# SELECTED EXCERPT:
Women Without Men: A Constantly Undermined Trope
Imagine: a group of women living together without men. It’s been imagined by men – see: the Amazons – generally as an object of eroticism or fear. The ultimate emasculation! Nothing is more horrifying than women who don’t need men! Especially if those women are fierce.
Imagine women doing whatever they want, un-harmed and un-limited by misogyny, forming relationships of all kinds only with one another. It’s a very gender binary view and it’s not the solution to our problems – nor do I want to kill all men. (Honest!) But for someone who is comfortable IDing as female, it can be wish-fulfilment.
But no, no, we can’t have that. Men! Heterosexual love! Pregnancy! Everything must eventually lead to these points.
Earlier this year I read two books, almost back-to-back, in which female-only societies that have thrived for centuries are undermined by the presence of a man – specifically, by heterosexual love with that man.
The first book is Umberto Eco’s Baudolino, which is otherwise a dreadfully dull story about a horrible man and his friends going to find Prester John. I’m sure Baudolino is meant to be a sexist, racist dick because ~historical~ but I don’t see why I should find that in any way enjoyable. But suddenly, amidst hundreds of pages of gross gender essentialism, we meet the hypatias.
“You must realise that a thousand thousand years ago, in a powerful and distant city, there lived a wise and virtuous woman named Hypatia. She had a school of philosophy, which means love of wisdom. But in that city also some bad men lived, who were called Christians; they did not fear the gods, they felt hatred towards philosophy and they particularly could not tolerate the fact that a female should know the truth. One day they seized Hypatia and put her to death amid horrible tortures. Now some of the younger of her female disciples were spared, perhaps because they were believed to be ignorant maidens who were with her only to serve her. They fled, but the Christians by now were everywhere, and the girls had to journey a long time before reaching this place of peace. Here they tried to keep alive what they had learned from this mistress, but they had heard her speak when they were still very young, they were not as wise as she had been, and they didn’t remember clearly all of her teachings. So they told themselves they would live together, apart from the world, to rediscover what Hypatia had really said.”

Records pointing to named objects
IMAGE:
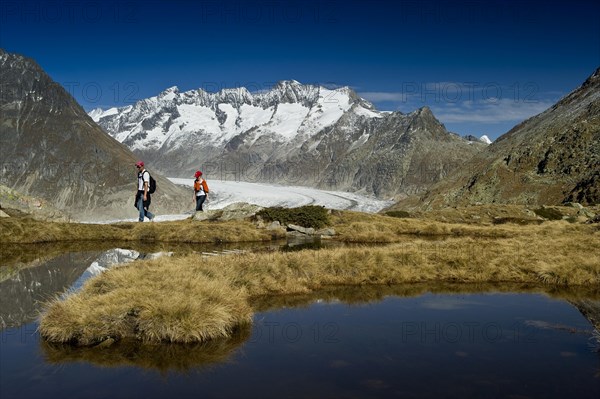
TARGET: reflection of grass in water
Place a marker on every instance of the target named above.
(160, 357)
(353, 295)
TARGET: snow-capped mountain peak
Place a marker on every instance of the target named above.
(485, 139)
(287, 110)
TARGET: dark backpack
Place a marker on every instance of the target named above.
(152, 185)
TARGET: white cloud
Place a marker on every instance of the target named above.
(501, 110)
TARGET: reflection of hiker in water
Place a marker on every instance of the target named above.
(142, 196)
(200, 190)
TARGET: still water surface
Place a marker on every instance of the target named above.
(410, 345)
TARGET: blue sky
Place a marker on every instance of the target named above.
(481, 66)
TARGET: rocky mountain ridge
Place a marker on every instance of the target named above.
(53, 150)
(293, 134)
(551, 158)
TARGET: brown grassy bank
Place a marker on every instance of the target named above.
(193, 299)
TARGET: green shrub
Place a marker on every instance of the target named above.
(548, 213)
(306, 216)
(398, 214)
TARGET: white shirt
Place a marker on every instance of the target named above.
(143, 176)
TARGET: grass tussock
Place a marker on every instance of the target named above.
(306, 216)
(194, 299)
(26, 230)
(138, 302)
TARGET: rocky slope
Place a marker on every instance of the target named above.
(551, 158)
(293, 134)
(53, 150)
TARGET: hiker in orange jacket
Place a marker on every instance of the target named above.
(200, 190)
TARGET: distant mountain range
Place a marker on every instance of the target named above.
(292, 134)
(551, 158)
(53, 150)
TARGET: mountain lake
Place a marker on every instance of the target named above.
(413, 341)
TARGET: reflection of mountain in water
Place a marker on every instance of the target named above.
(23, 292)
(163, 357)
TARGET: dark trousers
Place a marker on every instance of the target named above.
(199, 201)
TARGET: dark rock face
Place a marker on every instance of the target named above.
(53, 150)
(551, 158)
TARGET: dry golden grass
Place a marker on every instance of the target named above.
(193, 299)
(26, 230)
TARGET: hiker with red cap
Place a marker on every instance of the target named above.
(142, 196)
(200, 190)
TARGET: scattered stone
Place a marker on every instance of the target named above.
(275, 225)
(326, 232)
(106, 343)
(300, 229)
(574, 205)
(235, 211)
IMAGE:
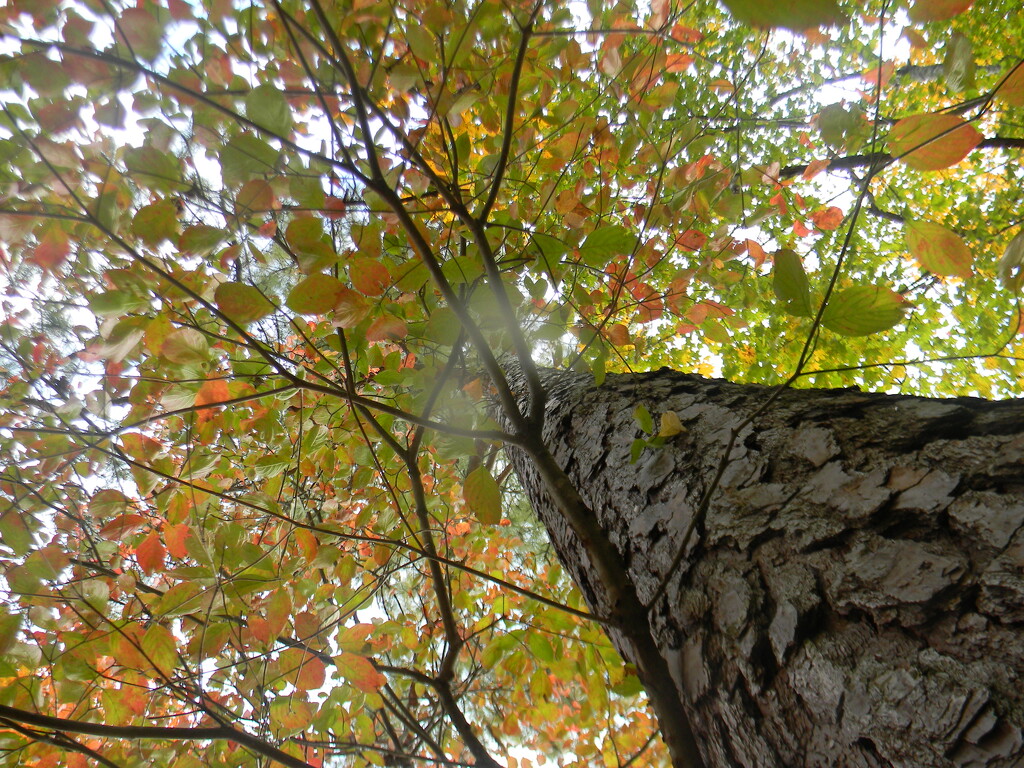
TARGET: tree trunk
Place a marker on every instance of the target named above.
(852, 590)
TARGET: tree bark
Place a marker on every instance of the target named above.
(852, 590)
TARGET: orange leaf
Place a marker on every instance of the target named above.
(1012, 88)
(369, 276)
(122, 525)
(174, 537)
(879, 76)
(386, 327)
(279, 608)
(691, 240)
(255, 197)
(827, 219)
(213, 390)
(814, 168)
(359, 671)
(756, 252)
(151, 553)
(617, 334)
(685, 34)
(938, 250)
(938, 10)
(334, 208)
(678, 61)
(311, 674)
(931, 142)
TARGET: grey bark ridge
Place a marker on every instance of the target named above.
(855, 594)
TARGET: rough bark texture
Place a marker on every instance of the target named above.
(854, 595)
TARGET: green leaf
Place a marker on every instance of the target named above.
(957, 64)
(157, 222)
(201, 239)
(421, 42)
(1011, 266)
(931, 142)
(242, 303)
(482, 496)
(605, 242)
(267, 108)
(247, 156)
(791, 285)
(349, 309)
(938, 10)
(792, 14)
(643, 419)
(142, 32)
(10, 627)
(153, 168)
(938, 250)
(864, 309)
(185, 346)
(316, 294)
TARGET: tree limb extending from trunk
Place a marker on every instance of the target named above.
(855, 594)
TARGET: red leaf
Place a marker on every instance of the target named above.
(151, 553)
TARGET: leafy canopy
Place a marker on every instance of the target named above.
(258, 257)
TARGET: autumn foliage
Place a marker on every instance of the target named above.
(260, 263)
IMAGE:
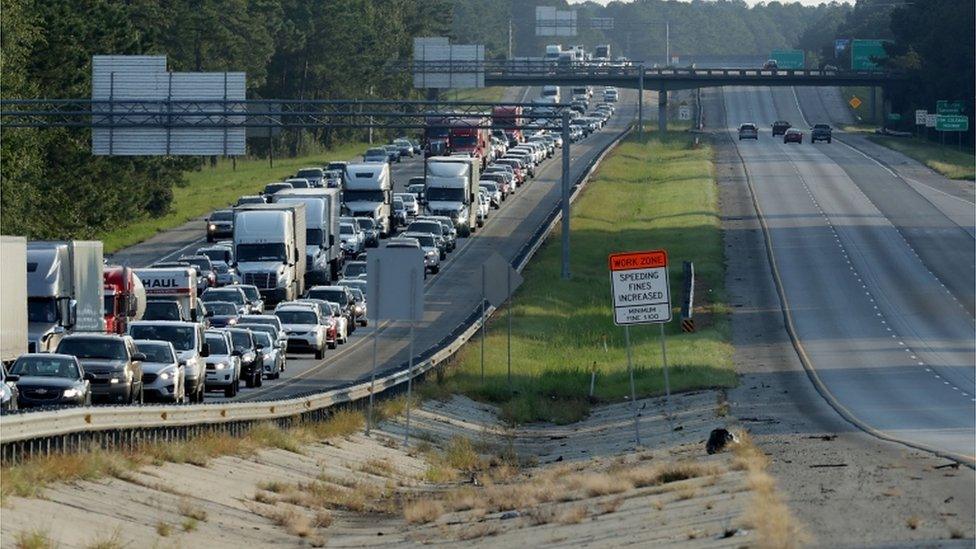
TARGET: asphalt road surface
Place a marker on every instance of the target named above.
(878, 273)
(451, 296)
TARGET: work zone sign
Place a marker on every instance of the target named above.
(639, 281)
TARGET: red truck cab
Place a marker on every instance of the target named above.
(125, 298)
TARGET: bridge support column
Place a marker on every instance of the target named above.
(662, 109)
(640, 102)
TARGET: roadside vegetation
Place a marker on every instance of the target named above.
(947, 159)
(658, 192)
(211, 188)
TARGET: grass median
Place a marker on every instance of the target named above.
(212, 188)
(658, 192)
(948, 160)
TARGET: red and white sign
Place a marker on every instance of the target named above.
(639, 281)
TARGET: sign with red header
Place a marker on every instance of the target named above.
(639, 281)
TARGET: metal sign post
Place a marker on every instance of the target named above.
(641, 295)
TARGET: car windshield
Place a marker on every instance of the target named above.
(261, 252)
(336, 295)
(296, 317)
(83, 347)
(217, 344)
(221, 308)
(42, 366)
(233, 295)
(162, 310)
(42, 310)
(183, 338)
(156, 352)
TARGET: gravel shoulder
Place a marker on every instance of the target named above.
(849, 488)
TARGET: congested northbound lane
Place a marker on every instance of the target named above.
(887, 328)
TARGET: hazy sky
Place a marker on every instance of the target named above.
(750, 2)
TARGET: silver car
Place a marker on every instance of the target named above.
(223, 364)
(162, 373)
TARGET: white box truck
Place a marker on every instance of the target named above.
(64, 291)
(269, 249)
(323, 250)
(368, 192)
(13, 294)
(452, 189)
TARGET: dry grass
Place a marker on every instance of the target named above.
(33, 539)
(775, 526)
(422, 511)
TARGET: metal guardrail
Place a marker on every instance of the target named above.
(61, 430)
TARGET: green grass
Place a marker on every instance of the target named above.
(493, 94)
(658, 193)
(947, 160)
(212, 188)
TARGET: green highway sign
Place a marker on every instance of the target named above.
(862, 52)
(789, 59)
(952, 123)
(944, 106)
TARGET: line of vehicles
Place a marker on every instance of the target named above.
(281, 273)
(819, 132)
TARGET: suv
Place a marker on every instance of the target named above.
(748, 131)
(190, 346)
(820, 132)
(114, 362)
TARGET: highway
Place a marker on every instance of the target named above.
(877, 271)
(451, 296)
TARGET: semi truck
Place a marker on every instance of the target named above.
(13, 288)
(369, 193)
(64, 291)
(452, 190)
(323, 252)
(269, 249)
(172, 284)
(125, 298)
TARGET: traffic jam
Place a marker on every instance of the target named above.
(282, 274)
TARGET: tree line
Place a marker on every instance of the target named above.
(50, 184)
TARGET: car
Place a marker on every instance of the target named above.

* * *

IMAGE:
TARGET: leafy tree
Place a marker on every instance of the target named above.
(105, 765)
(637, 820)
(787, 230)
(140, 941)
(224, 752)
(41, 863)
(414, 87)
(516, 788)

--

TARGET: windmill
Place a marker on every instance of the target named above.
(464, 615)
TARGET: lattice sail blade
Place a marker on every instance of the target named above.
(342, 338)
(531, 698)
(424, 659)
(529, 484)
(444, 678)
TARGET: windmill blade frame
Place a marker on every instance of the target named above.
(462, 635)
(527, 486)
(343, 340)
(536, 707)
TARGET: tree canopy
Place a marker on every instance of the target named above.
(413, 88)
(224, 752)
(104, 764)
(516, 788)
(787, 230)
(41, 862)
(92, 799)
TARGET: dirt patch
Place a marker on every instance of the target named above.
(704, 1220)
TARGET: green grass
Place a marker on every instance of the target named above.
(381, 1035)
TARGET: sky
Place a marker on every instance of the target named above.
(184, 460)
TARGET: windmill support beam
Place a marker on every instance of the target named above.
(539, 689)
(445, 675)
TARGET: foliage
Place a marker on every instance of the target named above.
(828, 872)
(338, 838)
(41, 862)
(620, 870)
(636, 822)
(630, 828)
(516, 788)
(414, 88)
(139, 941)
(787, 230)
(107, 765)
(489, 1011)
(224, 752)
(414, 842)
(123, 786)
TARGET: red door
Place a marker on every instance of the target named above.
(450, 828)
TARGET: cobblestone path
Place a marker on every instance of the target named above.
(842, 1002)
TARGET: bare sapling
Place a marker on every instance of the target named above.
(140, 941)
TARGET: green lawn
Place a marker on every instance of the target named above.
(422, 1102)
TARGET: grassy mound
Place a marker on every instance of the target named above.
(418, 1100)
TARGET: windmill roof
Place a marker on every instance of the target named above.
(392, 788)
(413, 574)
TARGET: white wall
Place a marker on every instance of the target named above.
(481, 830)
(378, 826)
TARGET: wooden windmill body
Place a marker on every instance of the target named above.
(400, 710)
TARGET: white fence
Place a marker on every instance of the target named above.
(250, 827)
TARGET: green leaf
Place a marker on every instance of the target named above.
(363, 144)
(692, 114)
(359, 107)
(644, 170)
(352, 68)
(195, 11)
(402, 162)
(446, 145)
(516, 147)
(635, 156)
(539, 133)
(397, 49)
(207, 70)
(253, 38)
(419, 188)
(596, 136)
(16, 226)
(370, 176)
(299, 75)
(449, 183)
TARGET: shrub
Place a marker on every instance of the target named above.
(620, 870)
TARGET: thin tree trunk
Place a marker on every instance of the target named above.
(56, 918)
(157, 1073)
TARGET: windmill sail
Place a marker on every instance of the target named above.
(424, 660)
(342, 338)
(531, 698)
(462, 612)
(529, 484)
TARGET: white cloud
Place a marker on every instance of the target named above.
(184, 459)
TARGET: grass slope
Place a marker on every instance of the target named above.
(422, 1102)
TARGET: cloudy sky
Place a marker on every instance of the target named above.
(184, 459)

# EXERCISE TASK:
Extend the essay on women-only societies in fiction, picking up right after the quoted passage about Hypatia's disciples.

# RESPONSE TO THE TASK:
OH MY GOD
MY HEART
IT BURNS FOR THEM
They utilise the trope of using males (non-human males, in this case) as sperm donors and keeping only the girl-children, sending boy-children back to the males in order to be raised as future sperm-donors. I have a bit of a crush on that trope. It’s not exactly a complex role-reversal and I’m not going to claim it’s particularly feminist or anything, but again: the wish-fulfilment of a female space in which males are irrelevant.
But naturally Baudolino falls in love with the hypatia he meets and they have sex and she realises that men are great and she gets pregnant.
In fairness to Baudolino, the hypatia chooses her people over a man and she doesn’t share Baudolino’s idea that he’s entitled to help raise the child if it turns out to be a girl (whereas she’d give the boy to him, because why would she keep a boy?) so that’s something. It’s not as bad as in the next book. But I want to know why this even needs to happen at all? Why can’t the hypatia remain uninterested? After a millenia of no hypatia expressing an interest in a man, why now? It’s true that they don’t encounter men often, but I struggle to believe that Baudolino is the first ever. Of course, the answer is that Baudolino is the hero of his book and he needs to score with the hot hypatia, because the narrative cares about him far more than it does about any woman at all.
Meanwhile I’m going to sulk in my corner and write hypatia fanfiction.
Which leads me onto Shan Sa’s Alexander and Alestria, which AUGH WHY. I have an academic interest in fictional treatments of Alexander’s story, especially cracktastic ones (that anime, that anime), and this one is certainly terribad. Speaking of fanfiction, like much bad fanfiction it deploys the trope of the raped woobie, with Alexander being raped by his father and many other men as a child, then turning into a messed up adult who occasionally rapes other young people. O…kay. The writing style itself is overtly dramatic, to the point where it becomes laughably angsty. Bad Alexander fanfiction, basically – which I’d forgive, sort of (except for the rape), especially as it makes a vague attempt to depict Alexander as genderqueer (but not really), if not for the fact that the Alestria in the title is the queen of the Amazons.
In this treatment, the Amazons are a tribe of girls who love horses, adding to their numbers by adopting girls across the steppe – generally girls who have been orphaned or cast out. No men are ever welcome in their tribe. They sleep with them sometimes, for fun, but they kill them quite a lot. They also sleep with other women. Oh, and if they get pregnant then they (might) die. GUESS WHERE THIS IS GOING.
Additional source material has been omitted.